En estas palabras hay un poco de polvo egipcio,
hay unas cuantas vendas, hay un olor a pirámides adormecidas en el algodón del pasado,
y hay también esa nostalgia que nos invade en ciertas tardes,
cuando la lluvia se enreda en nuestro corazón como los cabellos húmedos y largos
de una mujer desconocida (108).

José Emilio Pacheco

José Emilio Pacheco 

Aparece aquí un verso clave: “esa nostalgia que nos invade en ciertas tardes”. Al igual que José Emilio Pacheco, Becerra se duele de la transformación, del “progreso” que prometía la plenitud y que, a la inversa, se le viene encima “como un muerto invencible”. En mi opinión, esa nostalgia –de la que derivan las penurias y el arrostramiento– no es, de ninguna manera y bajo ningún motivo, una mera queja, el puro lamento porque, en efecto, algo se ha perdido. Esa nostalgia –que en Pacheco es memoria crítica– es un llamado a recuperar el instante probable del que habla Becerra en el poema “Causas nocturnas”, y como lo hará también en el poema “La bella durmiente” de Relación de los hechos:

Nos entregamos por un instante al instante,
por un momento dejamos de existir en todos los sitios donde nos recuerdan o donde nos olvidan,
las leyes de la ciudad no nos tocan,
por un instante somos los otros,
aquellos dos en los que tanto soñamos (103).

§ Extractos de datos:

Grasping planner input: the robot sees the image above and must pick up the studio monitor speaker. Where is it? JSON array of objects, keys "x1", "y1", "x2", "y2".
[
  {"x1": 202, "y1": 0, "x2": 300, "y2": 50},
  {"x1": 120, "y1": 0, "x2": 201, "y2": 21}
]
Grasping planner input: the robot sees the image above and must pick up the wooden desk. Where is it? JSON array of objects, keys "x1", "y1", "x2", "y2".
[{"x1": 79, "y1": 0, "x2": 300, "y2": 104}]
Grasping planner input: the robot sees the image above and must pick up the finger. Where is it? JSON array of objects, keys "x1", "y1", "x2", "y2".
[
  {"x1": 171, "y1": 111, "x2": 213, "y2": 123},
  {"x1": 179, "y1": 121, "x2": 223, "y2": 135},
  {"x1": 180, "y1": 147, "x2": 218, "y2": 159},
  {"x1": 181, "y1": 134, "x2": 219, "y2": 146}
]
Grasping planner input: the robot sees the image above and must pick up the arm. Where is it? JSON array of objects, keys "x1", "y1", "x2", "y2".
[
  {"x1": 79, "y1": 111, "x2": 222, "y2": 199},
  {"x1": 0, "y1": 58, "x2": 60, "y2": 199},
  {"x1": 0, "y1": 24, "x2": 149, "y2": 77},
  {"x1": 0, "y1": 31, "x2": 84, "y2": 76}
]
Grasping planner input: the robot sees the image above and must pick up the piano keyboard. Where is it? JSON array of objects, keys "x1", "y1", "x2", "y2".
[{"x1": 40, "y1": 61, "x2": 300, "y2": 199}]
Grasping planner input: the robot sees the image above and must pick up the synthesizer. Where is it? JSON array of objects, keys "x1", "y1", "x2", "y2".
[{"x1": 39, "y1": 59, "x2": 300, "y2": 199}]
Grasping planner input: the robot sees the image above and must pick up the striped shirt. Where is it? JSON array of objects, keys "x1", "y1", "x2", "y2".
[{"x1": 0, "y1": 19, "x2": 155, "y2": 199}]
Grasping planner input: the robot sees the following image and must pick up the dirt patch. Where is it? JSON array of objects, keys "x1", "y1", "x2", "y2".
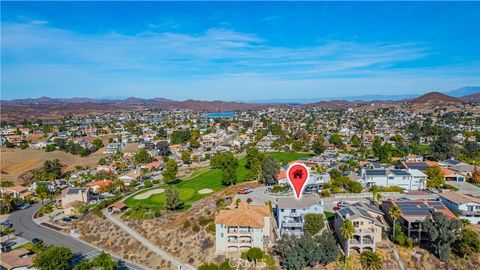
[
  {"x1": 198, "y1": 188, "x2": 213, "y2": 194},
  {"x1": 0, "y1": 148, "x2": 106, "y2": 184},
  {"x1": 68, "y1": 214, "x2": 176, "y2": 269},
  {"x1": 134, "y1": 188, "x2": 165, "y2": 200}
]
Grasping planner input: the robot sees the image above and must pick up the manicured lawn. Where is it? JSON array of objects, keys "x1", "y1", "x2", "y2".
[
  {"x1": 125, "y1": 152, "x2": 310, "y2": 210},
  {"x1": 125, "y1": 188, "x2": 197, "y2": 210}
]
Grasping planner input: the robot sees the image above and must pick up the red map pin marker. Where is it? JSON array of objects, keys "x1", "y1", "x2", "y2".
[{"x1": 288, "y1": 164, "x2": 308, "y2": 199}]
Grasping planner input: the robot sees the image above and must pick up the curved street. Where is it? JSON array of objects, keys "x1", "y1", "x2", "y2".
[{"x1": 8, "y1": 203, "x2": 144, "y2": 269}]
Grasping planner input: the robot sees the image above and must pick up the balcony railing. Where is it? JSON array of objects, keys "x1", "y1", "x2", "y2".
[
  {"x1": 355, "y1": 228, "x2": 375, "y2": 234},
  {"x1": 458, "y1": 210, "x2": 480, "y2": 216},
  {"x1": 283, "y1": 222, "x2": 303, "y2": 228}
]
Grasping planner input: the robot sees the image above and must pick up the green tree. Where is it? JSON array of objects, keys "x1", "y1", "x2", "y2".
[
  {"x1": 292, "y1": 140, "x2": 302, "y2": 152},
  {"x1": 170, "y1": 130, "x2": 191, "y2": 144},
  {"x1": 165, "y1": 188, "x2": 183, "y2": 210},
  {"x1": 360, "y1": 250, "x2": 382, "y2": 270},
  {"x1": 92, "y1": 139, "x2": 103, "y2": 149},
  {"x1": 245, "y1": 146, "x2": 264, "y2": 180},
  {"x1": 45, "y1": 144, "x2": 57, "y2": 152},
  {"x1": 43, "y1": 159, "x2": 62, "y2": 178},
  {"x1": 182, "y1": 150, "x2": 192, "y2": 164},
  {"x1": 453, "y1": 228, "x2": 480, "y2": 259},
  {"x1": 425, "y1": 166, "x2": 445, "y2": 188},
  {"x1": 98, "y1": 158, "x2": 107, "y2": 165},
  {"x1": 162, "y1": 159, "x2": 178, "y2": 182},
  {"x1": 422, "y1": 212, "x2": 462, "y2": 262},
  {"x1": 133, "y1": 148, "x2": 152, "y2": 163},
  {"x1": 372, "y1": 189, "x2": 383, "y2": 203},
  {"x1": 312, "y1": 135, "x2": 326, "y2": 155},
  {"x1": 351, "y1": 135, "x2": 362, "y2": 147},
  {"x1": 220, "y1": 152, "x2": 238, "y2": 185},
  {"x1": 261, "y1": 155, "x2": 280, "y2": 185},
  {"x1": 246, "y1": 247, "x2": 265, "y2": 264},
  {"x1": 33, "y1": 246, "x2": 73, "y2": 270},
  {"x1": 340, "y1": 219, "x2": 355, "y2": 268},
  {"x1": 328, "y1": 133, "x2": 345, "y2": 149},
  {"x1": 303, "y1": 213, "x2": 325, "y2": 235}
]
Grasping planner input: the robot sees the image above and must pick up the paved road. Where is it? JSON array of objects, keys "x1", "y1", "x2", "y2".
---
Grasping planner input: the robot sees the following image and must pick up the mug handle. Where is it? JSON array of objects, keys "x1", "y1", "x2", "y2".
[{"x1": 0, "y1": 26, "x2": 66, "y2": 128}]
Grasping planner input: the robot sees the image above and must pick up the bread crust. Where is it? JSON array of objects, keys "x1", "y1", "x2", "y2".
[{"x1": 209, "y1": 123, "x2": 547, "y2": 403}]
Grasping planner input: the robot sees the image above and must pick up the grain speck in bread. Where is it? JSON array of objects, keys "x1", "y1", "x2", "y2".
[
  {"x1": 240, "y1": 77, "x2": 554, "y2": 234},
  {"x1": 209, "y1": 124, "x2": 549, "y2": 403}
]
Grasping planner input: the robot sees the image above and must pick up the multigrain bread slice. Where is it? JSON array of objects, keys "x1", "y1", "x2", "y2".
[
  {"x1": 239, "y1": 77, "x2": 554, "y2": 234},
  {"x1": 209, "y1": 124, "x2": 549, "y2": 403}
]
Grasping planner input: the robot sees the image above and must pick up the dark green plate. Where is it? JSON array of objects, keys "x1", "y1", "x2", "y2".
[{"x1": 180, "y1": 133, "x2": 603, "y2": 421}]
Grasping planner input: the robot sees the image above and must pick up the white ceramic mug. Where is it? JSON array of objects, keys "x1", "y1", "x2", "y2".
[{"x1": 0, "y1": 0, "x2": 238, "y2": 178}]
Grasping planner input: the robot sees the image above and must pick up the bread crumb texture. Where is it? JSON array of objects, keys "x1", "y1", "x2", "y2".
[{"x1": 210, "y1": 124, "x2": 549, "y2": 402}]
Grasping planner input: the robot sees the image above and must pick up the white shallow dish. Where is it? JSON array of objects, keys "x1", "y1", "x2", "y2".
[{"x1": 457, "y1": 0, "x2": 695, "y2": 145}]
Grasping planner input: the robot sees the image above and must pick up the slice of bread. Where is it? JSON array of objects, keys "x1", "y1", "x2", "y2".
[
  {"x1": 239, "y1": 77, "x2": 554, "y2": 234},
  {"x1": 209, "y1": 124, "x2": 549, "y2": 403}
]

§ Actividades propuestas:
(a) Según el fragmento del documento, ¿en qué obra de Becerra aparece el poema "La bella durmiente"?
(b) En el fragmento del documento, cambia "nostalgia" por "melancolía" y escribe de nuevo el pasaje desde "En estas palabras" hasta "mujer desconocida (108).", ambos incluidos.
(c) Prosigue el fragmento del documento sobre la nostalgia en la poesía de Becerra a partir del punto en que termina.

§ Respuestas:
(a) En Relación de los hechos.

(b)
En estas palabras hay un poco de polvo egipcio,
hay unas cuantas vendas, hay un olor a pirámides adormecidas en el algodón del pasado,
y hay también esa melancolía que nos invade en ciertas tardes,
cuando la lluvia se enreda en nuestro corazón como los cabellos húmedos y largos
de una mujer desconocida (108).

(c)
La hora y el sitio privilegiados, el momento idóneo para el repliegue de la soledad esencial, donde hay recuerdo y olvido al unísono es, sin más, el instante probable. Articularlo, hacerlo posible, creo, tiene mucho qué ver con ese método empleado por la tía de Becerra mediante el cual daba acceso a los niños a los manjares de la alacena. Entregarse –vaya verbo que emplea Becerra; ceder la voluntad–, entregarse, decía, momentáneamente a ese instante probable le permite apartarse de la ruina y el declive que la ciudad trae consigo. Cuando el instante probable se presenta, cuando ese puente –hecho de frases, giros y entonaciones, de los “sagrados instrumentos de precisión e imprecisión”– se erige, descuella la dimensión pueril:

Y nos reímos un poco torpes, un poco torpes, un poco avergonzados de nuestra creación,
como los niños que habíamos matado, aquellos dos por donde pasamos
para llegar hasta esta mirada
hermosa y vacilante de ahora.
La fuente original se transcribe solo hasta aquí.